:: Document extract ::
I almost missed that one, all entangled that I was in webs of spun sugar! This month's edition of "Waiter There's Something In My..." focuses on stuffed fruits or vegetables and is hosted by Jeanne from Cooksister.
There are those challenges when two or three recipes come to my mind and I keep oscillating between them for days...not for that one. For some reason only known to my brain (and trust me sometimes we don't communicate very well), the only thing that came to my mind and stayed there was "Citron Givre", or Frozen Lemon, another typical bistro dessert in France back in th 70s and 80s: a hollowed lemon filled with lemon sorbet. This was my dessert of choice when I was a child, really, it never failed that anywhere we went with my parents I would either have "vacherin" (a dessert of meringue and ice cream) or citron givre. Imagine: a whole lemon stuffed with more refreshing tart and sweet lemon flavored! How fitting for the theme and the hot days we are having now!
As an adult, I did not lose my love for anything lemony but I also added a repertoire of spices, herbs and other ingredients to my palate. This particular sorbet falls more on the line of a sherbet as it contains milk but the French only have one word for "sorbet". The ice cream was inspired by Pierre Herme's Lemon sorbet (sherbet) and kicked up a notch with crystallized ginger. The only downfalls to this particular dessert are that you don't want to share and you wished you had more!!
:::
Task description: Carry the frozen lemon dessert post forward from its last sentence.
:: Material supplied ::
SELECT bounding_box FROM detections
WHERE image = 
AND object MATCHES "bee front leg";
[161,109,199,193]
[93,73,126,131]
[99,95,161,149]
:::
Reply to the exercise:
Citrons Givres:
Serves 4
4 lemons
150 ml lemon juice (some coming from hollowing out the lemons + extra if needed)
150 gr. (2/3 cup) sugar
150 ml whole milk (less fat makes it curddle)
150 ml water
1/4 to 1/2 cup chopped crystallized ginger (your taste)
Slice a tiny bit off of the bottoms of the lemons so that they can sit straight (relatively speaking). Slice the top off and keep that "hat".
Scoop as much of the flesh out of each lemon and set in a fine mesh strainer set over a bowl. With your hands or the back of a spoon press as much of the lemon juice as you can and measure 150 ml. Add extra lemon juice if needed.
In a saucepan over medium high heat, bring the water and sugar to a bol. Add the ginger and let cool completely. Add the milk and the lemon juice, stir and process in your ice cream machine according to your manufacturer's directions.
If you do not have an ice cream machine: freeze until soft serve consistency and mix with an immersion blender or whisk in a stand mixer. Put back in the freezer and repeat the operation 2-3 times, leaving enough time in between whippings for the mixture to get frozen.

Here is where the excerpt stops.